## Избранный отрывок
===
Жизнь Арсеньева (страница 3)

Страница 3

Но у повышенного внимания к теме смерти есть и другие, более сложные причины. Одним из первых о них заговорил Федор Степун в рецензии на роман: «Тема памяти сущностно связана с темой смерти. Читая “Арсеньева”, всем существом чувствуешь, что преображающая глубина бунинской памяти есть реальная власть над обезображивающим беспамятством большевизма, что она не просто память, но уже вечная память панихиды».

Здесь же он отмечает: в «Арсеньеве» нет ни слова о том, что описанный мир исчез, что его больше нет, тем более – что он разрушен Гражданской войной и большевизмом. Отчасти потому, что Бунин не исключал, что создаст продолжение романа и даже опишет судьбу героя в 1917 году и позже. Отчасти потому, что именно тема смерти, отчетливо звучащая в романе, делает его хроникой умирания старой, патриархальной, дворянской России.

Михаил Клодт. Село в Орловской губернии. 1864 год

«ЖИЗНЬ АРСЕНЬЕВА» – ЭНЦИКЛОПЕДИЯ ДОРЕВОЛЮЦИОННОЙ РОССИИ?

Первые же читатели романа отмечали, что в нем чрезвычайно подробно описаны быт и вообще специфика эпохи конца XIX века. Федор Степун, перефразируя известную формулу Белинского о «Евгении Онегине», прямо называл «Арсеньева» «энциклопедией русской жизни»: «Заснята Россия исключительно чувствительной камерой. Засняты все области: север, юг, запад и восток. Ее пейзажи, веси и города, губернские соборы, дворянские усадьбы, вокзалы, деревни… редакции провинциальных газет, присутственные места, красные коврики под начальственными штиблетами… мещанские рукомойники».
===
## Записи из набора данных
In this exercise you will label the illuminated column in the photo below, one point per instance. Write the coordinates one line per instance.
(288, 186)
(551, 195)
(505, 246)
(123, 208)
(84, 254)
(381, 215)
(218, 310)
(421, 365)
===
## Краткое задание 1
Напечатайте фрагмент текста о романе «Жизнь Арсеньева» от слов «Жизнь Арсеньева (страница» вплоть до слов «патриархальной, дворянской России.» включительно, без единого изменения.
## Краткое задание 2
Выведите все строки записей из набора данных в точности, сохранив их порядок.

## Ответ к упражнению 1
Жизнь Арсеньева (страница 3)

Страница 3

Но у повышенного внимания к теме смерти есть и другие, более сложные причины. Одним из первых о них заговорил Федор Степун в рецензии на роман: «Тема памяти сущностно связана с темой смерти. Читая “Арсеньева”, всем существом чувствуешь, что преображающая глубина бунинской памяти есть реальная власть над обезображивающим беспамятством большевизма, что она не просто память, но уже вечная память панихиды».

Здесь же он отмечает: в «Арсеньеве» нет ни слова о том, что описанный мир исчез, что его больше нет, тем более – что он разрушен Гражданской войной и большевизмом. Отчасти потому, что Бунин не исключал, что создаст продолжение романа и даже опишет судьбу героя в 1917 году и позже. Отчасти потому, что именно тема смерти, отчетливо звучащая в романе, делает его хроникой умирания старой, патриархальной, дворянской России.

## Ответ к упражнению 2
In this exercise you will label the illuminated column in the photo below, one point per instance. Write the coordinates one line per instance.
(288, 186)
(551, 195)
(505, 246)
(123, 208)
(84, 254)
(381, 215)
(218, 310)
(421, 365)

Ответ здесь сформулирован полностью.